The discussion involved in this thread is one that will inevitably go round and round in circles, since it depends on a number of assumptions that are ultimately unprovable, such as whether Hitler involved himself in every detail of what was happening in his Reich, or whether he merely issued broad policy outlines and left it to his main men to get on with it.

(In that regard, a demonstration that Hitler "micro-managed" certain aspects of the war, to the extent of knowing everything about every single piece of equipmnt that the Wehrmacht possessed, does not not prove a similar level of micro-management of other parts of the German bureaucracy).

The most helpful approach would be to examine things that we know Hitler actually did, and information that we know he received, and se how they fitted into the overall picture.

In October 1939, Hitler appointed Himmler to the post of Reichskommissar fuer die Festigung deutschen Volkstums (Reich Commissar for the Consolidation of the German Nation). In that role, Himmler received authorisation to do two things; on the one hand, to take all measures to protect the German people and increase its area of settlement, and on the other to take any measures against any population considered to pose a threat to the German people.

▶ **Task instructions**
[A] Print the passage on Hitler and Himmler word for word, from "The discussion involved" to "on with it.".
[B] Write the next part of the passage on Hitler and Himmler, picking up right after its last sentence.

Object position labeling entries
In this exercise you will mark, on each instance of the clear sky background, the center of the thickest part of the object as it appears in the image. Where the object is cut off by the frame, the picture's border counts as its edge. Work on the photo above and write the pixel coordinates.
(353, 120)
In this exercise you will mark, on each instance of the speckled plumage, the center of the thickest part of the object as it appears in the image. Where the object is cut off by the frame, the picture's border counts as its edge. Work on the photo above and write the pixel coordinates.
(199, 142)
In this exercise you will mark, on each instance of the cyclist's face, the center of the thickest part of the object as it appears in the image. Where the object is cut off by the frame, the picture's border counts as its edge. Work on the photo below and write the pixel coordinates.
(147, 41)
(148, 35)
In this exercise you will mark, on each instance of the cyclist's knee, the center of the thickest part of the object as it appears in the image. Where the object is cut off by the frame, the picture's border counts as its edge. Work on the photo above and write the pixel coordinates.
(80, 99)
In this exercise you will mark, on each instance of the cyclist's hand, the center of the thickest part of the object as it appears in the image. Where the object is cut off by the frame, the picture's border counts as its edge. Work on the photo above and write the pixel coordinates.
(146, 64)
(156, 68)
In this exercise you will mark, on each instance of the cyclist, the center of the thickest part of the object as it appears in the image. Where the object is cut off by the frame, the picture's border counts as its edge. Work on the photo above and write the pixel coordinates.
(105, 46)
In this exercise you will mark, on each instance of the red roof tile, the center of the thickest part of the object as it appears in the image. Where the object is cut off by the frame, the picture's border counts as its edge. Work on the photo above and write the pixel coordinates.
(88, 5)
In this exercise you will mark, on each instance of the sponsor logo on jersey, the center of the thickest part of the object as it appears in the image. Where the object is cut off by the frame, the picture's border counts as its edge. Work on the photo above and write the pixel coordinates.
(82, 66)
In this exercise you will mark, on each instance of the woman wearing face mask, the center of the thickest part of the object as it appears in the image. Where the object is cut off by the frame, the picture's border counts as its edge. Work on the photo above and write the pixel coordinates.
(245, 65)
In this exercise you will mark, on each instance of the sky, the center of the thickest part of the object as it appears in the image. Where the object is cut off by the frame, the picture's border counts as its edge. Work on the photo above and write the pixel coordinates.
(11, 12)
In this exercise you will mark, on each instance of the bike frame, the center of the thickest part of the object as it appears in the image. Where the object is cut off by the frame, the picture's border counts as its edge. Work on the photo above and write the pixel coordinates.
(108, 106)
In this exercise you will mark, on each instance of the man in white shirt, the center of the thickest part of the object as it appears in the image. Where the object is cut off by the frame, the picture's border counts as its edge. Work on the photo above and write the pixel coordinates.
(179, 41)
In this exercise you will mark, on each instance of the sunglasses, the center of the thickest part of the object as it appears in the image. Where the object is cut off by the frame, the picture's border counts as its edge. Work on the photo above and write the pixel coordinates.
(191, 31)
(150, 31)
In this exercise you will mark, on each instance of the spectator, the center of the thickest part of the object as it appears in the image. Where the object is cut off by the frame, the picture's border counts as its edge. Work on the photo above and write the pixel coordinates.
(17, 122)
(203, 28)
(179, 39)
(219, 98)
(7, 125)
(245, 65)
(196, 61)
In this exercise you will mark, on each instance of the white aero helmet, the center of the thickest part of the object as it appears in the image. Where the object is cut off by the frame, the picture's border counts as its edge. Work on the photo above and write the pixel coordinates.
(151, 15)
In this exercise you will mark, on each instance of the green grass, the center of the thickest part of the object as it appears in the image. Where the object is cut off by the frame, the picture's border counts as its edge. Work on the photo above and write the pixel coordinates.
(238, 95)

▶ **Task answers**
[A]
The discussion involved in this thread is one that will inevitably go round and round in circles, since it depends on a number of assumptions that are ultimately unprovable, such as whether Hitler involved himself in every detail of what was happening in his Reich, or whether he merely issued broad policy outlines and left it to his main men to get on with it.

[B]
It is clear that that authorisation allowed Himmler to order killings on a large scale of groups of people considered dangerous. Whether a particular population group was considered dangerous to the German people and therefore needing to have measures taken against it, up to mass-extermination, would be decided both by National Socialist idology and the objective situation; there was no need to specify particular groups, such as the Jews.

The fact that Hitler issued such an authorisation to Himmler shows that he expected that there would be threats to the German people posed by various population groups, and that he was prepared to allow any measures to be taken against those groups, including mass-killing. He also expected Himmler and his other subordinates to use their initiative to determine whether and when such measures were required, and against whom they should be implemented.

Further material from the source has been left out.